[REQUIREMENT] Copy the records below, putting "pine cone" in place of "fallen leaf" and keeping everything else the same.

[SOURCE MATERIAL]

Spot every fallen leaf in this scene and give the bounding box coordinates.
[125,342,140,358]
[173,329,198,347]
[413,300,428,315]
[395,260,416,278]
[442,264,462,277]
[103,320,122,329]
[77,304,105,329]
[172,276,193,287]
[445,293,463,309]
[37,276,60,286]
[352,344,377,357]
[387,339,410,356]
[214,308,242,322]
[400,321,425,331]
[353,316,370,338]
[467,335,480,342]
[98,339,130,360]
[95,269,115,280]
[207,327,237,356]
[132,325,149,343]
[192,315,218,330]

[EXERCISE SOLUTION]
Spot every pine cone in this scene and give the bounding box coordinates.
[125,342,140,358]
[173,329,198,347]
[413,300,428,315]
[395,260,416,278]
[442,264,462,277]
[103,320,122,329]
[77,304,105,329]
[172,276,193,287]
[445,293,463,309]
[37,276,60,286]
[352,344,377,357]
[387,339,410,356]
[214,308,242,322]
[400,321,425,331]
[353,316,370,338]
[467,335,480,342]
[98,339,130,360]
[95,269,115,280]
[207,327,237,356]
[132,325,149,343]
[192,315,218,330]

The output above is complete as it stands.